The problem:
Retype the rows below verbatim, starting with the line that contains "Drop one point on every instance of the brown" and continuing through the final row, with both ends included.

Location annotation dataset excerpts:

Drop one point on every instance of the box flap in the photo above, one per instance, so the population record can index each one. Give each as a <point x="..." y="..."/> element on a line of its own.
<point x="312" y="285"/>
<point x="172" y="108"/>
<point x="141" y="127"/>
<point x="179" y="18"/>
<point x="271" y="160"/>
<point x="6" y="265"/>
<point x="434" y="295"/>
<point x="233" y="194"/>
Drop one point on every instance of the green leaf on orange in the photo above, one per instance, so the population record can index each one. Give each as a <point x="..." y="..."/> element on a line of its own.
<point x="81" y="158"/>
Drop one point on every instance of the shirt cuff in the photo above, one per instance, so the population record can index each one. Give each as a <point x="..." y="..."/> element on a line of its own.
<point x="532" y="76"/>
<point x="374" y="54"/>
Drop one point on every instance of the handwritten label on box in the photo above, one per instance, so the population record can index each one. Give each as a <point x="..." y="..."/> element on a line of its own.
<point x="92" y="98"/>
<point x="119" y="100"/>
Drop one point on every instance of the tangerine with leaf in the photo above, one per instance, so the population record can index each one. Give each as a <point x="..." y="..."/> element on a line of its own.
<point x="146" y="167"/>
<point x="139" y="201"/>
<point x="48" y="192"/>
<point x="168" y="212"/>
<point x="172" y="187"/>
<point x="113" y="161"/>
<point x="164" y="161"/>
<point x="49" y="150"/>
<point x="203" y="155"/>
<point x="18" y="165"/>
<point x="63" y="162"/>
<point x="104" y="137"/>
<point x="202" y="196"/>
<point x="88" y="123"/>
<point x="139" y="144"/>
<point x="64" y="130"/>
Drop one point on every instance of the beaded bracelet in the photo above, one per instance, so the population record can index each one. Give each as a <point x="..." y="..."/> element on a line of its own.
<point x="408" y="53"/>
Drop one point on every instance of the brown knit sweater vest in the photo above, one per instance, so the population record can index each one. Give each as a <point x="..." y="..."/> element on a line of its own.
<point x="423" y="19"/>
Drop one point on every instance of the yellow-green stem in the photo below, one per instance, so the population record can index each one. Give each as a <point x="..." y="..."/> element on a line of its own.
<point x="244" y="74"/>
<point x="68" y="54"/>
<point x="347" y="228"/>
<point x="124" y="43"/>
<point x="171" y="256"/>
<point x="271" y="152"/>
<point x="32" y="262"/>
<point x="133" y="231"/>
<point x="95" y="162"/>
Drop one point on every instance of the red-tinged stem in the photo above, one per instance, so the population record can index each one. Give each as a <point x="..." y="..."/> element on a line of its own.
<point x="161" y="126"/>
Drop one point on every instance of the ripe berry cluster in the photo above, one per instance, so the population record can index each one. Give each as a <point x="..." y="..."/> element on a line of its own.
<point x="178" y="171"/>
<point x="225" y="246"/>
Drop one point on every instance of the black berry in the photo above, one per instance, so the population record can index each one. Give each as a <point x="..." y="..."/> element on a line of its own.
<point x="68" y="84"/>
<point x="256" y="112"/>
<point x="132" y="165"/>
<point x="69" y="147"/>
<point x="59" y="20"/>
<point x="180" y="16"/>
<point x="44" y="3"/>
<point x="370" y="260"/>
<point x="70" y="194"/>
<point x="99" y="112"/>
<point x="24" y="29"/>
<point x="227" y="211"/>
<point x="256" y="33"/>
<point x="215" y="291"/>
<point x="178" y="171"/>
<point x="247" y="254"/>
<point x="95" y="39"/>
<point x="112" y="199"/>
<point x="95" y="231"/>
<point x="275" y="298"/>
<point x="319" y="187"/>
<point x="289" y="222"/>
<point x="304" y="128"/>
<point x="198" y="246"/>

Result for this exercise:
Drop one point on every instance of the brown knit sweater vest in the photo above, one per instance, so the population record can index each one. Give each as a <point x="..." y="..."/> element on a line of its own.
<point x="423" y="19"/>
Drop one point on every instance of the yellow-green stem in the photo below, one per instance, so the population record can index each one. Give each as a <point x="..." y="..."/> element on a line of its own.
<point x="244" y="74"/>
<point x="68" y="54"/>
<point x="347" y="228"/>
<point x="124" y="43"/>
<point x="171" y="256"/>
<point x="271" y="152"/>
<point x="32" y="262"/>
<point x="133" y="231"/>
<point x="95" y="162"/>
Drop one point on every instance of the red-tinged stem in the photo above, one per instance, so the population record can index each one. Give each as a <point x="..." y="..."/> element on a line of its own.
<point x="161" y="126"/>
Drop one point on every instance of the ripe berry cluster in the photo above, one per instance, so the population record can index each one. Give each as a <point x="..." y="..."/> element on a line of its own.
<point x="178" y="171"/>
<point x="225" y="246"/>
Drop one point on every instance of the black berry in the photo above, one per instance, so the population record can index each one. Give each as a <point x="..." y="..."/> element on a line of its own.
<point x="68" y="84"/>
<point x="256" y="112"/>
<point x="132" y="165"/>
<point x="69" y="147"/>
<point x="59" y="20"/>
<point x="180" y="16"/>
<point x="44" y="3"/>
<point x="370" y="260"/>
<point x="70" y="194"/>
<point x="99" y="112"/>
<point x="24" y="29"/>
<point x="227" y="211"/>
<point x="256" y="33"/>
<point x="215" y="291"/>
<point x="178" y="171"/>
<point x="247" y="254"/>
<point x="95" y="39"/>
<point x="112" y="199"/>
<point x="95" y="231"/>
<point x="275" y="298"/>
<point x="319" y="187"/>
<point x="289" y="222"/>
<point x="304" y="128"/>
<point x="198" y="246"/>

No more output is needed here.